··· Brontekst ···

De leden van de PvdA-fractie vragen of een termijn van 12 maanden voor het verlenen van een winningsvergunning niet wat lang is. Kan de regering hierop ingaan?

De leden van de PvdA-fractie vragen tevens waarom de aanvraag voor een vergunning niet wordt voorgelegd aan de technische commissie bodembeweging. Dit lijkt deze leden zeer wenselijk. Kan de regering hierop ingaan?

Artikel 22

De leden van de SP-fractie hebben het voornemen om een amendement in te dienen op artikel 22 lid 1, ertoe strekkend dat herhaalde en/of ernstige overtreding van de WM-vergunning wordt toegevoegd als intrekkingsgrond voor een vergunning op basis van de Mijnbouwwet.

Kan de regering een reactie geven op dit voornemen?

Artikel 28

Biedt de huidige redactie van artikel 28 de ruimte om een vergunning voor het opslaan van stoffen, bijvoorbeeld radioactief afval, te weigeren op grond van milieuoverwegingen? Zo nee, acht de regering dit niet bezwaarlijk? De leden van de SP-fractie hebben het voornemen om op dit onderdeel een amendement in te dienen.

Artikel 35

Hoe ruim moet het begrip «milieu» in art. 35 lid 3 gelezen worden, vragen de leden van de SP-fractie. Is hierbij ook de bescherming van de natuur inbegrepen. Zo nee, dan overwegen deze leden om een amendement in te dienen.

··· Aangeleverde items ···

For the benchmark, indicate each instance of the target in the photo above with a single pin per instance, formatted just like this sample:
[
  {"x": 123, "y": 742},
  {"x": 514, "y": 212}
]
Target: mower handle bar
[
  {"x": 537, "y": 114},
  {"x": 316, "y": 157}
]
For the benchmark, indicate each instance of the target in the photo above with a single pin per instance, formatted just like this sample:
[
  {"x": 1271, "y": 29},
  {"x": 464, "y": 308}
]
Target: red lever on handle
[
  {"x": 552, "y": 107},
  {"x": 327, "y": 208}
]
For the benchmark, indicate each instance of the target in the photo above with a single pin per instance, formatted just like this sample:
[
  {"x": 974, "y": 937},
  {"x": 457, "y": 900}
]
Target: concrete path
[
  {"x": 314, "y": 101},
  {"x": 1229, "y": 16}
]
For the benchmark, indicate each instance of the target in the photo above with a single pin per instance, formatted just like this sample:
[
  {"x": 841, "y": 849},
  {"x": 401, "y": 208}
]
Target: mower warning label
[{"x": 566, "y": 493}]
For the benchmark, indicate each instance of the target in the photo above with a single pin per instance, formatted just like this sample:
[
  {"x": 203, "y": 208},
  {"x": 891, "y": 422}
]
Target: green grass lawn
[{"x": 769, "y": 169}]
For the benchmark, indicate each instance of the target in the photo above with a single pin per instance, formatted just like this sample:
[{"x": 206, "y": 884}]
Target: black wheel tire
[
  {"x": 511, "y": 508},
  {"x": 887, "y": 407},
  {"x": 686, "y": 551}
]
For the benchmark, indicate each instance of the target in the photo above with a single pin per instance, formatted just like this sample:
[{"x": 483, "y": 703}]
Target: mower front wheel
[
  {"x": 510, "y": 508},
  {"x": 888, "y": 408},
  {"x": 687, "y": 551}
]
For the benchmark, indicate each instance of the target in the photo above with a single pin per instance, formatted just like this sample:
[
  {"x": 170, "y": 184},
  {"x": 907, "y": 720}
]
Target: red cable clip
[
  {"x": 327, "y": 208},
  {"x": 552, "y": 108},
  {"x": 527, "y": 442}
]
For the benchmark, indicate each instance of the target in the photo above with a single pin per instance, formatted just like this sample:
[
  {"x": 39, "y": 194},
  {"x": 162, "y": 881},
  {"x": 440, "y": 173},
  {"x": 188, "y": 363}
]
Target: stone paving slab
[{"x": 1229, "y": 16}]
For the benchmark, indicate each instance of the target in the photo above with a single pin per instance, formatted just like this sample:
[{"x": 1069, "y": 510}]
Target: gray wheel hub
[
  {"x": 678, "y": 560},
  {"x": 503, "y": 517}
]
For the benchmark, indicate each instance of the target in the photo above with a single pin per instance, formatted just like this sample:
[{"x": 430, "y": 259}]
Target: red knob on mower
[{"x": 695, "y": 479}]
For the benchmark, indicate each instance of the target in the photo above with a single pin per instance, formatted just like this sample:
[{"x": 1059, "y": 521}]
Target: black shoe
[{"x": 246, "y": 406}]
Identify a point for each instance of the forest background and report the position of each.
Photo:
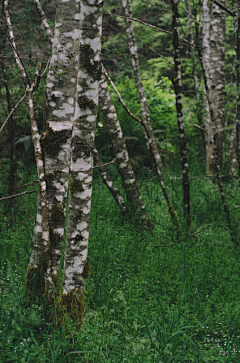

···

__Opdracht__. Welke termijn voor het verlenen van een winningsvergunning vinden de leden van de PvdA-fractie volgens de brontekst misschien wat lang?

__Uitgewerkte opdracht__. Een termijn van 12 maanden.